* Given records *

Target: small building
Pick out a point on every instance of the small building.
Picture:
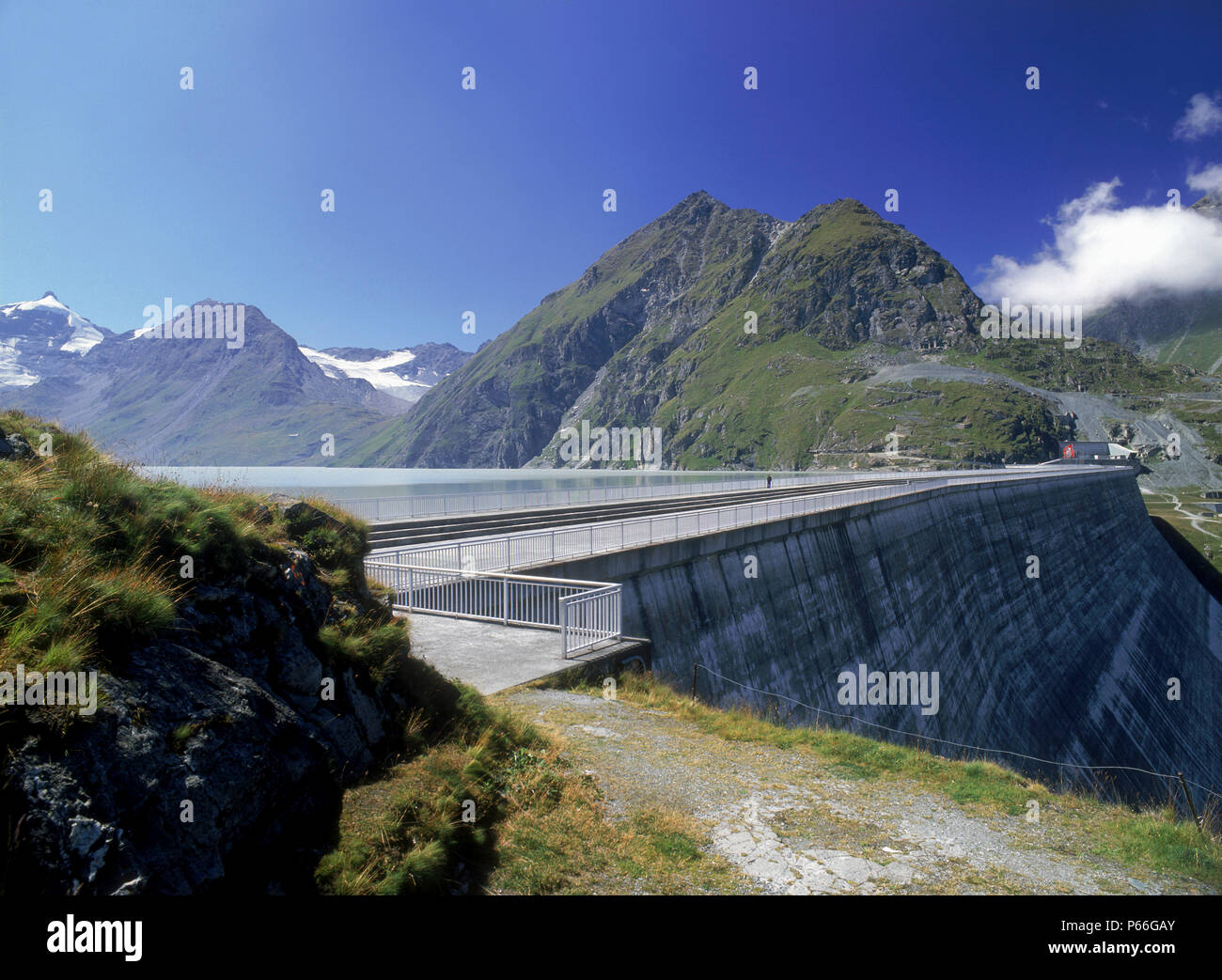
(1082, 450)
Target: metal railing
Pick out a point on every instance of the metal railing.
(444, 505)
(586, 614)
(530, 549)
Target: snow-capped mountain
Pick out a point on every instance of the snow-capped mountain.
(198, 398)
(404, 374)
(43, 338)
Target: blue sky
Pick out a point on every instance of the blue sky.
(448, 199)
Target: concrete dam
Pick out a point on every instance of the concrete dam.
(1049, 617)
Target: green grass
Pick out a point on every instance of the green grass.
(1150, 838)
(90, 557)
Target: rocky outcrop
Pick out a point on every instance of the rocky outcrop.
(712, 324)
(13, 446)
(215, 760)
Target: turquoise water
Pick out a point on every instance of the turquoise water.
(341, 483)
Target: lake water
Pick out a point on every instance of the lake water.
(345, 483)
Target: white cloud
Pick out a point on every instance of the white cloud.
(1206, 179)
(1202, 117)
(1104, 252)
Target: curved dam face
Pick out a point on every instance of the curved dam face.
(1043, 617)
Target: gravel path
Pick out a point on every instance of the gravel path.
(1193, 468)
(795, 826)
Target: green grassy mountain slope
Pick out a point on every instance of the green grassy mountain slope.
(745, 338)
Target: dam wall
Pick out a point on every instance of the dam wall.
(1072, 666)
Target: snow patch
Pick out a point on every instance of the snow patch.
(378, 372)
(12, 374)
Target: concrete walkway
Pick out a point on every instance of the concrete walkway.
(490, 657)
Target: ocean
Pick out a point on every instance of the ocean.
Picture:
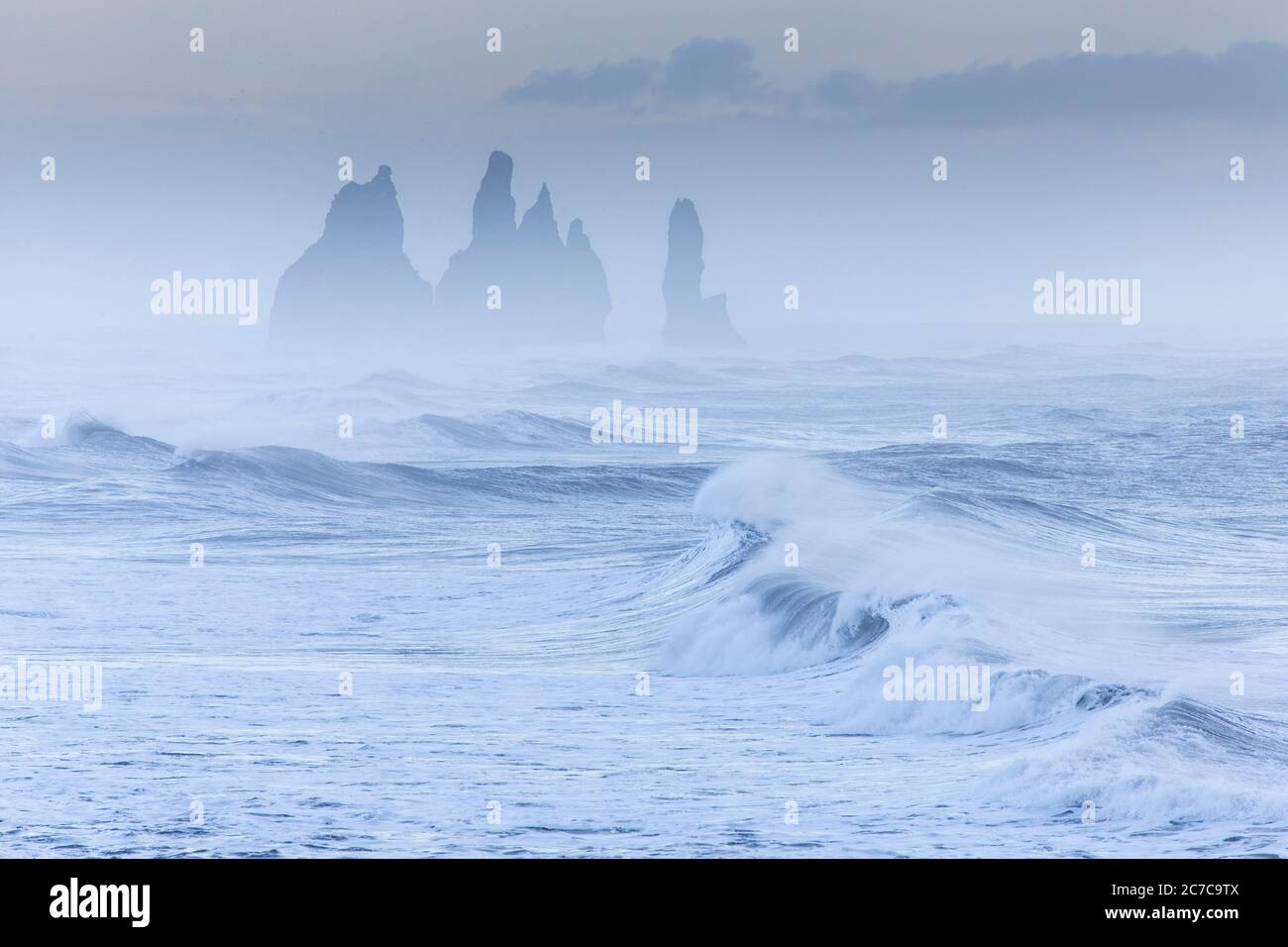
(430, 612)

* Task directions *
Render every line of the rows above as a Markdown table with a Line column for its number and a Text column for its wording. Skip blank lines and leave the pictures out.

* Task result *
| Line | Text |
|---|---|
| 1 | Target: small building |
| 2 | Pick out a point on every instance of the small building. |
| 3 | Picture: |
| 4 | (1082, 450) |
| 5 | Target: metal railing |
| 6 | Pick out a point on every instance of the metal railing. |
| 7 | (444, 505) |
| 8 | (586, 614) |
| 9 | (530, 549) |
| 10 | Target: snow-capped mountain |
| 11 | Pick out a point on every instance of the snow-capped mountain. |
| 12 | (198, 398) |
| 13 | (404, 374) |
| 14 | (43, 338) |
| 15 | Target: blue sky |
| 16 | Pick out a point on every instance of the blue sky. |
| 17 | (448, 199) |
| 18 | Target: concrete dam |
| 19 | Pick out a point on every instance of the concrete dam. |
| 20 | (1049, 617) |
| 21 | Target: green grass |
| 22 | Pick out a point on every instance of the green grass. |
| 23 | (1150, 838) |
| 24 | (90, 557) |
| 25 | Target: rocky outcrop |
| 26 | Pick out a point on every instance of the rocky outcrop. |
| 27 | (712, 324) |
| 28 | (13, 446) |
| 29 | (215, 760) |
| 30 | Target: turquoise water |
| 31 | Pick out a point on every instance of the turquoise water. |
| 32 | (341, 483) |
| 33 | Target: lake water |
| 34 | Pick out a point on every instance of the lake water. |
| 35 | (345, 483) |
| 36 | Target: white cloud |
| 37 | Pick out a point on every instance of the white cloud. |
| 38 | (1206, 179) |
| 39 | (1202, 117) |
| 40 | (1104, 252) |
| 41 | Target: curved dam face |
| 42 | Pick out a point on every instance of the curved dam face. |
| 43 | (1043, 617) |
| 44 | Target: gravel path |
| 45 | Pick out a point on every instance of the gravel path. |
| 46 | (1193, 468) |
| 47 | (795, 826) |
| 48 | Target: green grassy mountain slope |
| 49 | Pick out a point on every instance of the green grassy mountain slope. |
| 50 | (745, 338) |
| 51 | Target: dam wall |
| 52 | Pick out a point on every instance of the dam wall. |
| 53 | (1072, 666) |
| 54 | Target: snow patch |
| 55 | Pick out a point on every instance of the snow patch. |
| 56 | (378, 372) |
| 57 | (12, 374) |
| 58 | Target: concrete walkway |
| 59 | Pick out a point on every instance of the concrete walkway. |
| 60 | (490, 657) |
| 61 | Target: ocean |
| 62 | Pick out a point on every instance of the ocean. |
| 63 | Picture: |
| 64 | (430, 612) |